§ INFORMATION SHOWN:

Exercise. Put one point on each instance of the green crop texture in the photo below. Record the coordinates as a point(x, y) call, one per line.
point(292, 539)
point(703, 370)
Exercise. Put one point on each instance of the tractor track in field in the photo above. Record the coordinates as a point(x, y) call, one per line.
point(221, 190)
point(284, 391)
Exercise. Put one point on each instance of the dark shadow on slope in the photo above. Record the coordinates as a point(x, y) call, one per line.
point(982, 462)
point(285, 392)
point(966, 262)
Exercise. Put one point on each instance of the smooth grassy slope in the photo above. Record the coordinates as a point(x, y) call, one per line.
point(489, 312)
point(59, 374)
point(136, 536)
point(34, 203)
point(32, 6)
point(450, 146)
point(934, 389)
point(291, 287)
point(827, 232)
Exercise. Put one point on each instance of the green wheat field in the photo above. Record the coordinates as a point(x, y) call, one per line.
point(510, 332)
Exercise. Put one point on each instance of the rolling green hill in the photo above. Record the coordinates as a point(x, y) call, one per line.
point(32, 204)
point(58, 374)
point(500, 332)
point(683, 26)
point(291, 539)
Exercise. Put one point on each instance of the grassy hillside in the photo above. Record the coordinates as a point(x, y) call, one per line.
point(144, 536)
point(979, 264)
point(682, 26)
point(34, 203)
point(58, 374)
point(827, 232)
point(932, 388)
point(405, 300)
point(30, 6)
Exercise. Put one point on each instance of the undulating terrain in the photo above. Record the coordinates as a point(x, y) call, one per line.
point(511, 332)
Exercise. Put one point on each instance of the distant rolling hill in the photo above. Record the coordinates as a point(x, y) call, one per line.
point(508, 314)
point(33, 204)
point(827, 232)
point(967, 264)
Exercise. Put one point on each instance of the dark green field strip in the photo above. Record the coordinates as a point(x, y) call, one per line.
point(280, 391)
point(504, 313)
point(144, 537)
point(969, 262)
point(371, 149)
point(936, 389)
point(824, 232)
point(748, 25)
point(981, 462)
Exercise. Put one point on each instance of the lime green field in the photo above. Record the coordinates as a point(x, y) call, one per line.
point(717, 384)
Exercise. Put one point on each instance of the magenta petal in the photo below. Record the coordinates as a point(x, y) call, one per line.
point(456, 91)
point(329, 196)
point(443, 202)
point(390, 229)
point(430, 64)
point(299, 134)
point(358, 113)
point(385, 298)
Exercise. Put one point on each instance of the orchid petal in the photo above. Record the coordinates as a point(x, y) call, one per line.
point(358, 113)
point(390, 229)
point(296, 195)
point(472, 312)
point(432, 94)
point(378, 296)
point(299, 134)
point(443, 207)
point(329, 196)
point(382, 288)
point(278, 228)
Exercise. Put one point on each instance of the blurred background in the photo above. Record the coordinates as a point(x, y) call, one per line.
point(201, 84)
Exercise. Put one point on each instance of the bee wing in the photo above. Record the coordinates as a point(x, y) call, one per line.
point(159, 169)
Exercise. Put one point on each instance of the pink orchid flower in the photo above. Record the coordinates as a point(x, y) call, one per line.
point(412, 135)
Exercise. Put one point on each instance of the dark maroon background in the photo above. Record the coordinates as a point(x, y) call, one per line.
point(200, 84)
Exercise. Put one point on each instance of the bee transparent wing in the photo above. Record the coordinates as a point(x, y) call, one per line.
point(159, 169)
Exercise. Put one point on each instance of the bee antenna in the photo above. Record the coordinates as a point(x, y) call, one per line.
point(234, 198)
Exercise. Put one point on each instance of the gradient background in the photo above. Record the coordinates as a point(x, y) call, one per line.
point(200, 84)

---

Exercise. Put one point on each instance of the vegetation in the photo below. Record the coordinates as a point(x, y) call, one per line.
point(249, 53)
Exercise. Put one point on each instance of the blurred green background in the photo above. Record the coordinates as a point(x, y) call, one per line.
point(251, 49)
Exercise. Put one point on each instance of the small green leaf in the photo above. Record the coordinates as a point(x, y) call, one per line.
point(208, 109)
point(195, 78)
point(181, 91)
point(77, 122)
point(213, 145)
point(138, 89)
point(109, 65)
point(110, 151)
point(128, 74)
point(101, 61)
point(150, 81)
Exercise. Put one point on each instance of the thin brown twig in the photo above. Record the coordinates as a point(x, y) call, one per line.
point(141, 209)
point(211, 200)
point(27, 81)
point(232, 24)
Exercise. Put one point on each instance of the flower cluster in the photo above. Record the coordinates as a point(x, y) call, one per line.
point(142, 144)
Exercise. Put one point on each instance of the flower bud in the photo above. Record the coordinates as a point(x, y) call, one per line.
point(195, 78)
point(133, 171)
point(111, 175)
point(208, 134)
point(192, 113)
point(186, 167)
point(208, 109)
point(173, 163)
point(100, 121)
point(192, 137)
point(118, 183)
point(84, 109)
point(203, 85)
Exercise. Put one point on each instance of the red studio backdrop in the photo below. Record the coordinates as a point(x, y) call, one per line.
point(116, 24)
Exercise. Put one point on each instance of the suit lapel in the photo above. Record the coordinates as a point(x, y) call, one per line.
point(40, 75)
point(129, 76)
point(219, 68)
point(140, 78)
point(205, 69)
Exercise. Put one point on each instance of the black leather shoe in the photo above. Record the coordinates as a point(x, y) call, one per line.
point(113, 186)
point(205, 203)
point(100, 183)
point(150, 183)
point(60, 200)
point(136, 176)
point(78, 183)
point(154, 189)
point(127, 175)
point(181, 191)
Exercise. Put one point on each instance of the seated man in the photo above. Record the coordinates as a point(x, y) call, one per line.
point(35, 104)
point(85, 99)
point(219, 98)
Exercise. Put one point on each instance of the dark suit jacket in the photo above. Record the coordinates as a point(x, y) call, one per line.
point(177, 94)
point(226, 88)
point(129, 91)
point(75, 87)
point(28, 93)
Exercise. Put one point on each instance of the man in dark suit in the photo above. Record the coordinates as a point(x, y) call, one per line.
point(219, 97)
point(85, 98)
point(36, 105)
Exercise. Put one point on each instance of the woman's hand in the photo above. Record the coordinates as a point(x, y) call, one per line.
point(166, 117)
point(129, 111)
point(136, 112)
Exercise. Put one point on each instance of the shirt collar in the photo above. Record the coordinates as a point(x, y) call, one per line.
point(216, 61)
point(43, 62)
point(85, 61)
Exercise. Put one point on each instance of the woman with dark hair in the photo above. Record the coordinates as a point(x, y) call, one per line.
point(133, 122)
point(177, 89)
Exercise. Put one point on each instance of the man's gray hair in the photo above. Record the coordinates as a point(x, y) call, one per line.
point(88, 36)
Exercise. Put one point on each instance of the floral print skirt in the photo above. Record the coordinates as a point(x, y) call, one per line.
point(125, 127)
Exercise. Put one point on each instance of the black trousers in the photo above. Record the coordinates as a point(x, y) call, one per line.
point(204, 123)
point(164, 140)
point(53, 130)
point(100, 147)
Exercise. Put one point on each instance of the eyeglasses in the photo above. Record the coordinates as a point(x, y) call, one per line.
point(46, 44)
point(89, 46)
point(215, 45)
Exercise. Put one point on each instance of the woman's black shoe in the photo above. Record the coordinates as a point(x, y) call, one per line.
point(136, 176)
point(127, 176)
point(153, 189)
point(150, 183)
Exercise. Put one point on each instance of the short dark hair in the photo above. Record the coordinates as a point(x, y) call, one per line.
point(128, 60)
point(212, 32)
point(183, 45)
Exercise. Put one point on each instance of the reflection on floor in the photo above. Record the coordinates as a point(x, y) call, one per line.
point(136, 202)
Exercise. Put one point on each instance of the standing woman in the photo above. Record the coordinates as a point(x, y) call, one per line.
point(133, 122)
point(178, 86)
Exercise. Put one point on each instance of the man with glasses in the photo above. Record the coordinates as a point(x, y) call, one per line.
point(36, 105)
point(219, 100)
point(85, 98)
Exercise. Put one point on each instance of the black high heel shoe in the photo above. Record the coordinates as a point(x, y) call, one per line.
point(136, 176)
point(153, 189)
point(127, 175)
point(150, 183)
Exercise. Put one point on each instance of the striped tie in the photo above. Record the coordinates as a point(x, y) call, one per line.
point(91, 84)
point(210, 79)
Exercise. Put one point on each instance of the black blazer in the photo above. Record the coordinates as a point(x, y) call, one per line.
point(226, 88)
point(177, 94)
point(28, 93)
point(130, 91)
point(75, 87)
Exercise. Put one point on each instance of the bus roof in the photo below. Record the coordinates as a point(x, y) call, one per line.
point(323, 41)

§ GOAL OF THE EXERCISE: Shift every coordinate in the answers by adding 18 to each number, and write out the entries again, instructions and all, starting at the line that contains "Exercise. Put one point on each instance of the green crop" and ending at the line that contains "point(967, 264)", with both of those lines included.

§ SOLUTION FOR THIS EXERCISE:
Exercise. Put one point on each instance of the green crop texture in the photo below. Record the coordinates as a point(x, y) call, one per line.
point(310, 557)
point(721, 388)
Exercise. Put one point on each instance of the tractor track in field in the photo above. Record the coordinates as a point(x, y) call, one per line.
point(239, 208)
point(302, 409)
Exercise. Put one point on each instance of the dark shadow on slope in the photo above. Record the coordinates as a point(x, y) call, one per line.
point(1000, 480)
point(303, 410)
point(984, 280)
Exercise. Put one point on each instance of the smooth grassy slope in the photo above. Record the coordinates as a point(x, y) call, one per line.
point(507, 330)
point(77, 392)
point(154, 554)
point(52, 221)
point(50, 24)
point(468, 164)
point(952, 407)
point(309, 305)
point(845, 250)
Exercise. Put one point on each instance of the green wheat field in the photo above. Record the coordinates as a point(x, y) call, one per line.
point(528, 350)
Exercise. Put one point on each instance of the rolling green hill in the photo above. Record the coordinates as a point(x, y) call, one per line.
point(50, 222)
point(76, 392)
point(518, 350)
point(701, 44)
point(309, 557)
Exercise. Put one point on each instance of the grassy hillside in the photo above. Record the coordinates as a point(x, y) call, one per line.
point(162, 554)
point(997, 282)
point(700, 44)
point(52, 221)
point(76, 392)
point(845, 250)
point(950, 406)
point(423, 318)
point(48, 24)
Exercise. Put one point on each instance of the undulating terrain in the photo above. Record the coordinates as a point(x, y) call, one per line.
point(529, 350)
Exercise. Put one point on each instance of the distant rolling hill in the photo above. Record the coordinates as a point(x, y) call, one per line.
point(526, 332)
point(51, 222)
point(845, 250)
point(985, 282)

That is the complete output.